[Dataset rows showing where objects appear]

--------

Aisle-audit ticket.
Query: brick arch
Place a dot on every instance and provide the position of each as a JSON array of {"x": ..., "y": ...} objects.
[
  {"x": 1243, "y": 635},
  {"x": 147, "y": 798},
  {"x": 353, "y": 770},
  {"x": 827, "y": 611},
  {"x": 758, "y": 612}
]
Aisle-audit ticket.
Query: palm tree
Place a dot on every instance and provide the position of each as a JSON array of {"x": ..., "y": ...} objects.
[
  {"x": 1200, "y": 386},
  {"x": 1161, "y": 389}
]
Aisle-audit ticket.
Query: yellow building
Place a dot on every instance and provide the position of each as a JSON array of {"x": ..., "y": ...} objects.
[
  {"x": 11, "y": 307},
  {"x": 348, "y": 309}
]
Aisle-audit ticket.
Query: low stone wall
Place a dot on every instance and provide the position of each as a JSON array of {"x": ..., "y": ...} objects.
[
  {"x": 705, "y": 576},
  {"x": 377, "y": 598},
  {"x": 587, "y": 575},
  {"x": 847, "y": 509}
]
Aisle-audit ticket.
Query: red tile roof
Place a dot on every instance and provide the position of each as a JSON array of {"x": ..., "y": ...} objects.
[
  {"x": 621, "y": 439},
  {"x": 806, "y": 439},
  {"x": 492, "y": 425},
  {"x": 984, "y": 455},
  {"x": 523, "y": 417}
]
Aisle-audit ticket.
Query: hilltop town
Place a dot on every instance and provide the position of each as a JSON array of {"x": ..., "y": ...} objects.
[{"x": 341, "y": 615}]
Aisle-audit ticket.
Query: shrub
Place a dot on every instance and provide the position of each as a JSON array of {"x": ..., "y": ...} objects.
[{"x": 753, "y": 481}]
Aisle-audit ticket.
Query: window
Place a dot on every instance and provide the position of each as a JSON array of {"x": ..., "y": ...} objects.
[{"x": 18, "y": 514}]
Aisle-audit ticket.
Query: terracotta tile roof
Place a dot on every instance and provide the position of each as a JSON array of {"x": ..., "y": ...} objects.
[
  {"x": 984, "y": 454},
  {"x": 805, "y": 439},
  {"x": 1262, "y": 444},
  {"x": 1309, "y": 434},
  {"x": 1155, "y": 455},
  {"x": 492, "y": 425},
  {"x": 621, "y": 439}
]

--------

**DIRECTIONS**
How many lines in the listing above contain the string "Query"? Reply with the number alone.

**OUTPUT OF THE EXERCISE**
9